***** PAGE EXTRACT

Under the Securities Exchange Act of 1934

 

Chicago Atlantic BDC, Inc.

 

(Name of Issuer)

 

Common Stock, $0.01 par value per share

 

(Title of Class of Securities)

 

828174102

 

(CUSIP Number)

 

Chicago Atlantic Loan Portfolio, LLC

Attention: Legal Department

420 N. Wabash Avenue, Suite 500

Chicago, IL 60611

(312) 809-7002

(Name, Address and Telephone Number of Person Authorized
to Receive Notices and Communications)

 

October 1, 2024

(Date of Event Which Requires Filing of This Statement)

 

If the filing person has previously filed a statement on Schedule 13G to report the acquisition that is the subject of this Schedule 13D, and is filing this schedule because of §§240.13d-1(e), 240.13d-1(f) or 240.13d-1(g), check the following box: ☐

 

*The remainder of this cover page shall be filled out for a reporting person’s initial filing on this form with respect to the subject class of securities, and for any subsequent amendment containing information which would alter disclosures provided in a prior cover page.

**********
***** DATA ENTRIES

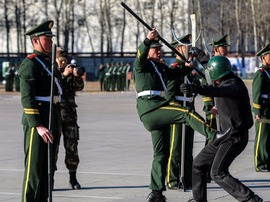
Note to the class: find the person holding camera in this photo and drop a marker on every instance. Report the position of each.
(72, 82)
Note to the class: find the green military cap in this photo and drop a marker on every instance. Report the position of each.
(155, 44)
(184, 39)
(42, 29)
(264, 51)
(220, 41)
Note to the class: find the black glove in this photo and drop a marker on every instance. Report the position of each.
(188, 88)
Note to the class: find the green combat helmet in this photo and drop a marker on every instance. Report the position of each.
(219, 66)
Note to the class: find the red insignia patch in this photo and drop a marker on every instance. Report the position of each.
(174, 65)
(32, 56)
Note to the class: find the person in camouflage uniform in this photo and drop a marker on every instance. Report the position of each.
(72, 82)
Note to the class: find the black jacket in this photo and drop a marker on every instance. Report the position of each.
(232, 101)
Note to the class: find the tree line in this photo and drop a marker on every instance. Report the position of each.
(88, 26)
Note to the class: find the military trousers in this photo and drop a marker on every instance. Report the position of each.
(158, 123)
(174, 161)
(71, 136)
(35, 182)
(262, 146)
(220, 154)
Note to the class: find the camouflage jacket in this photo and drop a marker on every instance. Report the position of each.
(70, 85)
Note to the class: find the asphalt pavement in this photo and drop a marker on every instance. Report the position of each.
(115, 153)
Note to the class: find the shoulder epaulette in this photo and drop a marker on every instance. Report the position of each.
(174, 65)
(31, 56)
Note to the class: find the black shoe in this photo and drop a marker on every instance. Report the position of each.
(173, 187)
(193, 200)
(255, 198)
(263, 170)
(187, 186)
(223, 134)
(155, 198)
(73, 182)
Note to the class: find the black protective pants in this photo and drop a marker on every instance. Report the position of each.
(220, 154)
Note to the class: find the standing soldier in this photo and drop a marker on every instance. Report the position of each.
(113, 75)
(157, 113)
(220, 48)
(101, 75)
(35, 83)
(72, 82)
(107, 79)
(119, 76)
(235, 112)
(261, 109)
(174, 94)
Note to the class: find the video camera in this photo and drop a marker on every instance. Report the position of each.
(80, 70)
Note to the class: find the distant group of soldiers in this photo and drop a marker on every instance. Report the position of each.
(114, 76)
(11, 77)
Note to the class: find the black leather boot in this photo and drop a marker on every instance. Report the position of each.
(73, 180)
(223, 134)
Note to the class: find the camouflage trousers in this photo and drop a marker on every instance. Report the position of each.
(70, 132)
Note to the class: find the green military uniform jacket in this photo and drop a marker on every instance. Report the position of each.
(147, 79)
(261, 92)
(35, 81)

**********

» **WHAT IS REQUIRED**
List every parenthetical field label that appears beneath an entry on the Schedule 13D cover page. The records are drawn from a separate source unrelated to the cover page.

» **FINISHED EXERCISE**
- (Name of Issuer)
- (Title of Class of Securities)
- (CUSIP Number)
- (Name, Address and Telephone Number of Person Authorized to Receive Notices and Communications)
- (Date of Event Which Requires Filing of This Statement)